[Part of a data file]
....
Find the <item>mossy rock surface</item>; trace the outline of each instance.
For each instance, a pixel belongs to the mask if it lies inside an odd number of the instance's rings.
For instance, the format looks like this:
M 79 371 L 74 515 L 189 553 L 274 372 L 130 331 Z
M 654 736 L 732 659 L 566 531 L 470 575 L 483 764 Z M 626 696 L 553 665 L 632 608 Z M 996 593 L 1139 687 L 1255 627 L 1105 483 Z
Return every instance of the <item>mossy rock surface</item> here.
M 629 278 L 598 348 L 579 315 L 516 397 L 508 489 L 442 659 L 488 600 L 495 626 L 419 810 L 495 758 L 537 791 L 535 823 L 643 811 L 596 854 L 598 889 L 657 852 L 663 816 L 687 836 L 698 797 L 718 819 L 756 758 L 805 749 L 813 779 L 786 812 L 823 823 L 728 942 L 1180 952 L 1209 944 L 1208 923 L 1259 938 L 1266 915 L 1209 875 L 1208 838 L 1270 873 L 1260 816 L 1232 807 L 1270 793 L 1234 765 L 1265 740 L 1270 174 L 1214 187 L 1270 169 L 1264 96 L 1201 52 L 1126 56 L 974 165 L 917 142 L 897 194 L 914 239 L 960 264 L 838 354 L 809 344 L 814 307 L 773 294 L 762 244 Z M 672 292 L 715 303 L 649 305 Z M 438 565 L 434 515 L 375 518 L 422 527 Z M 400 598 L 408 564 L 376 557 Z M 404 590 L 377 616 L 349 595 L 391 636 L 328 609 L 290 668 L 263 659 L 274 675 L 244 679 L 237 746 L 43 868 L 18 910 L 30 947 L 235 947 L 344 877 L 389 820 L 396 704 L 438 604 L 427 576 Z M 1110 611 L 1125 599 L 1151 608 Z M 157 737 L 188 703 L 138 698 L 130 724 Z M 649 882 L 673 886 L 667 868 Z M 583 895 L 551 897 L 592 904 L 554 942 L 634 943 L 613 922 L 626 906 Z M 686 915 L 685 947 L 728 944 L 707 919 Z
....
__WHAT YOU ARE ASKED TO DO__:
Rewrite all of the lines above as a numbered list, skipping any blank lines.

__CORRECT RESPONSE__:
1. Find the <item>mossy rock surface</item>; trace the outline of each instance.
2. For each instance, a pixel belongs to the mask if it lies inside an odd number of the instance's rings.
3. For instance, the format looks like this:
4. M 79 371 L 74 515 L 189 553 L 274 372 L 130 331 Z
5. M 654 736 L 732 659 L 566 531 L 470 575 L 483 764 Z M 626 696 L 553 665 L 632 608 Z M 996 593 L 1139 687 L 1255 627 L 1105 483 Z
6. Return every instance of the <item>mossy rock surface</item> here.
7. M 629 278 L 598 348 L 579 315 L 516 397 L 508 489 L 442 659 L 488 600 L 495 626 L 419 810 L 495 758 L 537 791 L 535 823 L 643 811 L 596 854 L 598 889 L 657 852 L 663 816 L 687 836 L 698 797 L 718 819 L 756 758 L 805 749 L 813 779 L 786 812 L 823 823 L 728 942 L 1180 952 L 1209 944 L 1208 923 L 1259 938 L 1266 915 L 1209 875 L 1208 838 L 1270 873 L 1260 816 L 1232 807 L 1270 793 L 1234 765 L 1265 740 L 1270 174 L 1214 187 L 1270 169 L 1264 96 L 1201 52 L 1126 56 L 974 165 L 917 142 L 897 194 L 914 239 L 960 264 L 838 354 L 809 344 L 814 307 L 773 294 L 762 244 Z M 672 292 L 715 303 L 649 305 Z M 438 565 L 434 515 L 375 518 L 422 527 Z M 400 598 L 408 564 L 376 557 Z M 404 590 L 377 616 L 349 595 L 391 636 L 328 609 L 290 668 L 263 659 L 274 675 L 244 679 L 237 746 L 43 868 L 18 910 L 30 947 L 235 947 L 344 877 L 389 820 L 396 704 L 438 604 L 427 576 Z M 1110 611 L 1125 599 L 1151 608 Z M 157 737 L 188 703 L 138 698 L 130 724 Z M 649 882 L 673 886 L 667 868 Z M 583 895 L 551 897 L 592 904 L 554 942 L 634 943 L 613 922 L 626 906 Z M 686 915 L 685 947 L 728 944 L 707 919 Z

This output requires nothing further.